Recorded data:
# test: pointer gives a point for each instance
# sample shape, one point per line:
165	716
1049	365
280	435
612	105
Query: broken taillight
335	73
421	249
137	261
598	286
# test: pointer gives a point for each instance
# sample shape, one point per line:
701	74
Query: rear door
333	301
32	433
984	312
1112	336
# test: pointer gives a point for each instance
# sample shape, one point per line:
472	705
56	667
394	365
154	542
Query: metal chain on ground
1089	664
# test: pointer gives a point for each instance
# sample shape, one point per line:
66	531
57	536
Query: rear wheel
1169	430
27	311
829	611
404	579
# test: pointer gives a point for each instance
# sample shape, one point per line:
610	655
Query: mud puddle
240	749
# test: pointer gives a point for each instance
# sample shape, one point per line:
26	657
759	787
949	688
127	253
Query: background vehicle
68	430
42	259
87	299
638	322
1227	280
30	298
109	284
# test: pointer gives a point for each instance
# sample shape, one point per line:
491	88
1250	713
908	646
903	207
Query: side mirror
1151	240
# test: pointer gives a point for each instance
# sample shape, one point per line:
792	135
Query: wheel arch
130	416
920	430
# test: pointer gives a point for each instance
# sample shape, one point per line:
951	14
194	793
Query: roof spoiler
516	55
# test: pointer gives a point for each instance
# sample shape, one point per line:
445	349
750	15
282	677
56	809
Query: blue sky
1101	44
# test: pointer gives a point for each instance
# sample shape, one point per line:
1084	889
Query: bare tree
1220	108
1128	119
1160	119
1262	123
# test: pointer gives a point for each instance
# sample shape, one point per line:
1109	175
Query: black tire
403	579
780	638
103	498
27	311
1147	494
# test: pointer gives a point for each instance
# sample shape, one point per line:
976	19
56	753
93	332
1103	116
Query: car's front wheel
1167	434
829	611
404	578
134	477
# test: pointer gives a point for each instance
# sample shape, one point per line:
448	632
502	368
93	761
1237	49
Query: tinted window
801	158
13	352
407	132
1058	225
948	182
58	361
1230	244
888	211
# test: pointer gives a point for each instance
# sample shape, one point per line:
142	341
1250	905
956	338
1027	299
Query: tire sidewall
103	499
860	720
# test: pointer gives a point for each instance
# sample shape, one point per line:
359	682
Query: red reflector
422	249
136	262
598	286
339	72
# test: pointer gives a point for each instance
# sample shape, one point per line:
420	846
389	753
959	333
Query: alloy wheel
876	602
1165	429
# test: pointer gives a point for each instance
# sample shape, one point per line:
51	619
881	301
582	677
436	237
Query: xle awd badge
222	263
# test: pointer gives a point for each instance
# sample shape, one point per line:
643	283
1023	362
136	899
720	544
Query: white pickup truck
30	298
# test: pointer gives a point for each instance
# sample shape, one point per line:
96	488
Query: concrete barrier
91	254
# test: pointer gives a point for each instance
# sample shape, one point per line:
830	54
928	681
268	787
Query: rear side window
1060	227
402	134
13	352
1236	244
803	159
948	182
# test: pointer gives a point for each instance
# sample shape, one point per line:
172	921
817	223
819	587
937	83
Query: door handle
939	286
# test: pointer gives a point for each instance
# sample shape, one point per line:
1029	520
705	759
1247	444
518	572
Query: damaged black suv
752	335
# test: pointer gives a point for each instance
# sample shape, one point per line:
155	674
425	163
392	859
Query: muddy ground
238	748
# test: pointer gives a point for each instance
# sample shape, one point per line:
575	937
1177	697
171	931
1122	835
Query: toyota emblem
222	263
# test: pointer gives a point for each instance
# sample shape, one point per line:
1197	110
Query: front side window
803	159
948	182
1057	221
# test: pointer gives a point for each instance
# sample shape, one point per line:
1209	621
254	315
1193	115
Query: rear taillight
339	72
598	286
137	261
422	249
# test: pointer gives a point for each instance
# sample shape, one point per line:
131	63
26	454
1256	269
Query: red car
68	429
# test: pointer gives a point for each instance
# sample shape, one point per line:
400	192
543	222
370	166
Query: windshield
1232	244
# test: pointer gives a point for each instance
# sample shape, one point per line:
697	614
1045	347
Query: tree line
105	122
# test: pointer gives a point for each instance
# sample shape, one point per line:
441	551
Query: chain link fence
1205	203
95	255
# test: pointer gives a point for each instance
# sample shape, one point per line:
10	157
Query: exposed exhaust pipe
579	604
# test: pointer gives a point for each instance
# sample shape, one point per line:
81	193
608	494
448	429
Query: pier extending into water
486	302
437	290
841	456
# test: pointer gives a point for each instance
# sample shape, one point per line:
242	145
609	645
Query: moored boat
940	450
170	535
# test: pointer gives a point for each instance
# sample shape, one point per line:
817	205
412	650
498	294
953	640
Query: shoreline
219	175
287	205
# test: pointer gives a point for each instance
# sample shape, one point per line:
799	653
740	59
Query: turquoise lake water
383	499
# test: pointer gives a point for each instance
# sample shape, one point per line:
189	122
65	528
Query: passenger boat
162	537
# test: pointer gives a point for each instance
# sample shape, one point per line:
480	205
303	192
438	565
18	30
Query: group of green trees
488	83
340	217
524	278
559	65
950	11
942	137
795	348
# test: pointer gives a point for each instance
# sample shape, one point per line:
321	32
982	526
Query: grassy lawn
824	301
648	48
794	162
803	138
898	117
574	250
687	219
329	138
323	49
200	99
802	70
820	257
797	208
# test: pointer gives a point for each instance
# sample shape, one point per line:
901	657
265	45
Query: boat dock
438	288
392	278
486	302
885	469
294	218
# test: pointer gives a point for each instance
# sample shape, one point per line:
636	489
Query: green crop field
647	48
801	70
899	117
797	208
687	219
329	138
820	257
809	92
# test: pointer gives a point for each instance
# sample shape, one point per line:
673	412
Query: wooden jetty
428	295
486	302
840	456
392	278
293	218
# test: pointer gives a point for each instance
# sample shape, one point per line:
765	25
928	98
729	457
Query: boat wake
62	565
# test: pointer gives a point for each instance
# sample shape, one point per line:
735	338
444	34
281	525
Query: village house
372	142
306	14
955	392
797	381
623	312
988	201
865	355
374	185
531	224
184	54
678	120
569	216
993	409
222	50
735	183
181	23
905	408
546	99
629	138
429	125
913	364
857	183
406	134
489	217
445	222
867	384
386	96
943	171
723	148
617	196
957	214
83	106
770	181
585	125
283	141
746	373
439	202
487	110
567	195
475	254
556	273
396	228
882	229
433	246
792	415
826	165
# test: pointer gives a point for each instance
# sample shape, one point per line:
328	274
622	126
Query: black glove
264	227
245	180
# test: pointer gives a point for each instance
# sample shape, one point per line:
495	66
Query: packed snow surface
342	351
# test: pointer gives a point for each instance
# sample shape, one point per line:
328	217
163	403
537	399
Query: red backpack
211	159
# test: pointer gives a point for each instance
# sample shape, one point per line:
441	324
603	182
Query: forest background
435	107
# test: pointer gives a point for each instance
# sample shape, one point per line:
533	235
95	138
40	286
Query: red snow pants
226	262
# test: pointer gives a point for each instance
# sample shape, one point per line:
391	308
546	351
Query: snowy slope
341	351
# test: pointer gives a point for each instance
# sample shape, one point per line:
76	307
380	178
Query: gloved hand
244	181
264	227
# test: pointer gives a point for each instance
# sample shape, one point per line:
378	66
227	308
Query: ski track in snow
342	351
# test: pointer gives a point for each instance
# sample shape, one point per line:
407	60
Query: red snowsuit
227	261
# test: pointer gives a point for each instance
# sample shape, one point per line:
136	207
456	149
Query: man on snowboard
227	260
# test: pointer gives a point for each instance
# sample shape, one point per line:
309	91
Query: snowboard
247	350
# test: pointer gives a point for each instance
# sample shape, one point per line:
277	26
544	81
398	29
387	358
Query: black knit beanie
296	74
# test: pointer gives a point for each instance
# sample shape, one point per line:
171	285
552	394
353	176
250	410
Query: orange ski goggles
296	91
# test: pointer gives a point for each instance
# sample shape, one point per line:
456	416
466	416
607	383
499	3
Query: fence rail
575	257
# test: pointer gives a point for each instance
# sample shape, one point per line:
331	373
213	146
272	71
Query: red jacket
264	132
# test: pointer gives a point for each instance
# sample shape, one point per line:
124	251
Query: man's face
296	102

Exercise directions: Show every line of the data above that contains the string "rear".

Solution for this problem:
Query: rear door
Query: rear wheel
Query: rear side window
Query: rear taillight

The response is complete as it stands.